_Problem to work on_: Return every entry exactly.

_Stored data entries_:
■ ■ ■ ■ ■ ■ ■

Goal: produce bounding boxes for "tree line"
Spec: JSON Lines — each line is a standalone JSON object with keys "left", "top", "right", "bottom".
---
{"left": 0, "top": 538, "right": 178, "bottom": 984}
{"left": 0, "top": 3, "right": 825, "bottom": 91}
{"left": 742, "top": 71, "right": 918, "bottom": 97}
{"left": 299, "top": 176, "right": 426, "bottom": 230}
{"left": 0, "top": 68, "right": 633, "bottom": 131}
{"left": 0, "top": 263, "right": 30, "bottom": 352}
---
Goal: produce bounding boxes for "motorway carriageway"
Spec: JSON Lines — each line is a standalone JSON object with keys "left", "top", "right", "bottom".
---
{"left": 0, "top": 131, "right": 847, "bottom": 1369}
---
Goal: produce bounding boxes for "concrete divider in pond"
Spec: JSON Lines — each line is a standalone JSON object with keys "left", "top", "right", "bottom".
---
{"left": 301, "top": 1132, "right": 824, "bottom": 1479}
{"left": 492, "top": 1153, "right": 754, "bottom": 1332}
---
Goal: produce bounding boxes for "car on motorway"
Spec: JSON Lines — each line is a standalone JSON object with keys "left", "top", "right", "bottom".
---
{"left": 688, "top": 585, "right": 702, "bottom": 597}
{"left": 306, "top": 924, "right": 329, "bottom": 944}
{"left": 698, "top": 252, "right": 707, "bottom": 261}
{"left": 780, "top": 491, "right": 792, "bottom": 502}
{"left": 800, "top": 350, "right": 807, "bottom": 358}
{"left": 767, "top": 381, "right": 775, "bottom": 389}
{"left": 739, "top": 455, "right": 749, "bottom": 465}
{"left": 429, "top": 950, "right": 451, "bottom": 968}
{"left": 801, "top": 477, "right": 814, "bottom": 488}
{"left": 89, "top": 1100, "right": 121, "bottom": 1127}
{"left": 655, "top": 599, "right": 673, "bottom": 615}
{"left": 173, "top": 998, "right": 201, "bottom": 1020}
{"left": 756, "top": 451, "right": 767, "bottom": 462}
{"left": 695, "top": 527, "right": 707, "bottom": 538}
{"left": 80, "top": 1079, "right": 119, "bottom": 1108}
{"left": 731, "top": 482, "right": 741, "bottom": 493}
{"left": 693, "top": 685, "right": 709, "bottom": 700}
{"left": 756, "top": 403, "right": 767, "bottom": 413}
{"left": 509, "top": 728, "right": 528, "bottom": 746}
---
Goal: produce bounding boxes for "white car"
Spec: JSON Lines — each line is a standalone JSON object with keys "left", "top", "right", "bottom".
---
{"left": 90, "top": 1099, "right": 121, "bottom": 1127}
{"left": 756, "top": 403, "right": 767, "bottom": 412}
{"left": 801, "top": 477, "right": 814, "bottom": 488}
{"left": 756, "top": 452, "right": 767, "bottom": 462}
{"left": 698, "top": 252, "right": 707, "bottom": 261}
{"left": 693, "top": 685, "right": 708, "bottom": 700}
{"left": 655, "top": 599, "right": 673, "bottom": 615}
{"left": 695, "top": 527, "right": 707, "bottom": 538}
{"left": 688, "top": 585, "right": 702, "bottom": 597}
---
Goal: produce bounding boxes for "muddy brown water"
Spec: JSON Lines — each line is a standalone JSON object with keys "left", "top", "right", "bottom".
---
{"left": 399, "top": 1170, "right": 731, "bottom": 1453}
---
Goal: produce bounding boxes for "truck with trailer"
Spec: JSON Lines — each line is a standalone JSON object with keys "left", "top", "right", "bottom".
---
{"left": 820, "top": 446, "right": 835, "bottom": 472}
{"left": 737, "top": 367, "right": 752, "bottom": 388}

■ ■ ■ ■ ■ ■ ■

_Response area_:
Goal: produce bounding boxes for "tree line"
Spec: JSON Lines — each line is a standalone JSON object with keys "left", "top", "right", "bottom".
---
{"left": 0, "top": 538, "right": 178, "bottom": 984}
{"left": 0, "top": 3, "right": 825, "bottom": 91}
{"left": 742, "top": 71, "right": 918, "bottom": 97}
{"left": 299, "top": 176, "right": 426, "bottom": 230}
{"left": 0, "top": 68, "right": 633, "bottom": 131}
{"left": 0, "top": 263, "right": 30, "bottom": 352}
---
Goal: produce bounding boxes for "motorway carriageway"
Spec: JSON Lines — each line is a standalone JSON object with keys "left", "top", "right", "bottom".
---
{"left": 0, "top": 131, "right": 847, "bottom": 1369}
---
Goal: produce bounding boxes for "concrete divider in pond"
Spec: JSON Lines — each line is a standalone JSON object with keys "left", "top", "right", "bottom".
---
{"left": 301, "top": 1132, "right": 824, "bottom": 1479}
{"left": 492, "top": 1153, "right": 754, "bottom": 1332}
---
Goal: produce bounding boxes for "car on motorway"
Spec: JSON Lines — each line is a standalone JSON object with keys "left", "top", "right", "bottom".
---
{"left": 688, "top": 585, "right": 702, "bottom": 597}
{"left": 306, "top": 924, "right": 329, "bottom": 944}
{"left": 698, "top": 252, "right": 707, "bottom": 261}
{"left": 780, "top": 491, "right": 792, "bottom": 502}
{"left": 800, "top": 350, "right": 807, "bottom": 358}
{"left": 767, "top": 381, "right": 775, "bottom": 389}
{"left": 739, "top": 455, "right": 749, "bottom": 465}
{"left": 429, "top": 950, "right": 451, "bottom": 968}
{"left": 801, "top": 477, "right": 814, "bottom": 488}
{"left": 89, "top": 1100, "right": 121, "bottom": 1127}
{"left": 655, "top": 599, "right": 673, "bottom": 615}
{"left": 173, "top": 998, "right": 201, "bottom": 1020}
{"left": 756, "top": 451, "right": 767, "bottom": 462}
{"left": 695, "top": 527, "right": 707, "bottom": 538}
{"left": 80, "top": 1079, "right": 119, "bottom": 1108}
{"left": 731, "top": 482, "right": 741, "bottom": 493}
{"left": 693, "top": 685, "right": 709, "bottom": 700}
{"left": 756, "top": 403, "right": 767, "bottom": 413}
{"left": 509, "top": 728, "right": 528, "bottom": 746}
---
Goal: produce bounding boxes for "white car"
Spec: JSON Lines — each line is a standalone JSON object with keys "left", "top", "right", "bottom".
---
{"left": 90, "top": 1099, "right": 121, "bottom": 1127}
{"left": 756, "top": 403, "right": 767, "bottom": 412}
{"left": 801, "top": 477, "right": 814, "bottom": 488}
{"left": 756, "top": 452, "right": 767, "bottom": 462}
{"left": 698, "top": 252, "right": 707, "bottom": 261}
{"left": 693, "top": 685, "right": 708, "bottom": 700}
{"left": 655, "top": 599, "right": 673, "bottom": 615}
{"left": 695, "top": 527, "right": 707, "bottom": 538}
{"left": 688, "top": 585, "right": 702, "bottom": 597}
---
Goal: produce bounding boxes for "muddy brown water"
Spec: JSON Lines — each line is a standalone JSON object with keys "left", "top", "right", "bottom".
---
{"left": 399, "top": 1170, "right": 731, "bottom": 1453}
---
Goal: produce bounding boxes for "truck with trailer"
Spec: JSON Lines — each line is a standalone JSON object with keys "left", "top", "right", "bottom".
---
{"left": 820, "top": 446, "right": 835, "bottom": 472}
{"left": 737, "top": 367, "right": 752, "bottom": 388}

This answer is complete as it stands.